**** SUPPLIED RECORDS ****

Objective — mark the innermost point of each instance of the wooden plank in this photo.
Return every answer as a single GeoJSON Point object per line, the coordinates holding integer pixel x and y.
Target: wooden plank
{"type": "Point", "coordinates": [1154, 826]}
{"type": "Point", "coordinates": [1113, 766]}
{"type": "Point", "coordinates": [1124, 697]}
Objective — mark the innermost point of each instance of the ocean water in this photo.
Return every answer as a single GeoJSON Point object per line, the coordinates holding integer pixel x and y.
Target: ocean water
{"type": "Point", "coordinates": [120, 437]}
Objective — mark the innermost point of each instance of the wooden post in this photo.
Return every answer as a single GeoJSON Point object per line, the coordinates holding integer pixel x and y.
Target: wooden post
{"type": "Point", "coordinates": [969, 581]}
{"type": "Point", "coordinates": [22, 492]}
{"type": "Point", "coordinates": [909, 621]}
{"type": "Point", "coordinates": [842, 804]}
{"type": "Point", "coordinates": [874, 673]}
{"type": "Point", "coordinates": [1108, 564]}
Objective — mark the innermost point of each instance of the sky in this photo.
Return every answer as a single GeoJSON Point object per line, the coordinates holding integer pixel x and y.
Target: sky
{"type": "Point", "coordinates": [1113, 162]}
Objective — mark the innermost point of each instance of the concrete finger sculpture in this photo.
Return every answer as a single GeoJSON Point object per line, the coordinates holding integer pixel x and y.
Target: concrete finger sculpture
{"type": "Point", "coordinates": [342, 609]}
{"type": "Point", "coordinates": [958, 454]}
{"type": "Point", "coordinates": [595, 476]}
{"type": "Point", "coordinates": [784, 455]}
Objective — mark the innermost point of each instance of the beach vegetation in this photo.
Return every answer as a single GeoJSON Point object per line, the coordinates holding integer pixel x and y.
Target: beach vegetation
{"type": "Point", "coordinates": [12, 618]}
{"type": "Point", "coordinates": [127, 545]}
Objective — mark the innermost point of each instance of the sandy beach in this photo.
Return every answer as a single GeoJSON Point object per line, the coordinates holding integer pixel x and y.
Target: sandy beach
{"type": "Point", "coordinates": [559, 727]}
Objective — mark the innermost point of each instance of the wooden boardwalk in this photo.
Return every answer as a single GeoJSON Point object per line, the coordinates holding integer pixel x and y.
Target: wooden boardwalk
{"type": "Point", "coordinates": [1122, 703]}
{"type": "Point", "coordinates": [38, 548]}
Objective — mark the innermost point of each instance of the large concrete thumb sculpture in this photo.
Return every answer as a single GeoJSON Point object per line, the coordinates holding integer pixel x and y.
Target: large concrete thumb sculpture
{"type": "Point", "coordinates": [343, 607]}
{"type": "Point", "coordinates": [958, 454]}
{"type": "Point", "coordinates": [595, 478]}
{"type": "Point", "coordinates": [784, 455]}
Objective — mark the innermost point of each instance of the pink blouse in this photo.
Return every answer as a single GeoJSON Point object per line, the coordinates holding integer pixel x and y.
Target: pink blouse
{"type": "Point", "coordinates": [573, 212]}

****

YOUR INSTRUCTIONS: Make an exact copy of the records.

WRITTEN RESPONSE:
Objective — mark the innermost point of each instance of the wooden plank in this photo.
Return every answer as a single GeoJSON Point object per line, the coordinates holding integer pixel x and y.
Target: wooden plank
{"type": "Point", "coordinates": [1154, 826]}
{"type": "Point", "coordinates": [1113, 766]}
{"type": "Point", "coordinates": [1124, 697]}
Objective — mark the innermost point of each instance of the ocean water in this photo.
Return every answer as a single GeoJSON Point object per line, the coordinates holding integer pixel x and y.
Target: ocean water
{"type": "Point", "coordinates": [120, 437]}
Objective — mark the innermost point of each instance of the wooden post in this photo.
Return every answer as a single GeoJSON Point object per line, the coordinates holding integer pixel x and y.
Target: wooden post
{"type": "Point", "coordinates": [969, 581]}
{"type": "Point", "coordinates": [22, 492]}
{"type": "Point", "coordinates": [909, 621]}
{"type": "Point", "coordinates": [842, 804]}
{"type": "Point", "coordinates": [874, 673]}
{"type": "Point", "coordinates": [1108, 564]}
Objective — mark the innermost point of each instance of the sky in this photo.
Return every answer as a single GeoJSON Point object per line, the coordinates holding integer pixel x and y.
Target: sky
{"type": "Point", "coordinates": [1113, 162]}
Objective — mark the innermost point of each instance of the concrete finger sculpture in this photo.
Return every answer as a single GeoJSON Point object per line, the coordinates holding integer pixel x and y.
Target: concrete finger sculpture
{"type": "Point", "coordinates": [342, 609]}
{"type": "Point", "coordinates": [958, 454]}
{"type": "Point", "coordinates": [595, 476]}
{"type": "Point", "coordinates": [784, 455]}
Objective — mark the innermost point of each instance of the beach vegetation in this photo.
Return every answer as a single GeoJSON Point object per line, the coordinates holding integer pixel x and y.
Target: beach vegetation
{"type": "Point", "coordinates": [12, 618]}
{"type": "Point", "coordinates": [127, 545]}
Objective — mark the innermost point of each instance of the sandy beach in this photo.
Return every answer as a single GeoJSON Point object per line, the coordinates holding integer pixel x and y.
Target: sandy beach
{"type": "Point", "coordinates": [559, 727]}
Objective — mark the innermost point of each instance of the wooden boardwalk in this photo.
Return every answer as a single GeoJSON Point object per line, the coordinates holding integer pixel x and y.
Target: wooden boardwalk
{"type": "Point", "coordinates": [1122, 703]}
{"type": "Point", "coordinates": [38, 548]}
Objective — mark the innermost point of each instance of the large concrete thumb sculpture in this photo.
Return every answer as a single GeoJSON Point object per line, the coordinates holding integer pixel x and y.
Target: large concrete thumb sculpture
{"type": "Point", "coordinates": [343, 607]}
{"type": "Point", "coordinates": [958, 454]}
{"type": "Point", "coordinates": [595, 478]}
{"type": "Point", "coordinates": [784, 455]}
Objective — mark the innermost point of each instance of the pink blouse in this photo.
Return every answer as a single GeoJSON Point object per line, the coordinates holding integer pixel x and y.
Target: pink blouse
{"type": "Point", "coordinates": [573, 212]}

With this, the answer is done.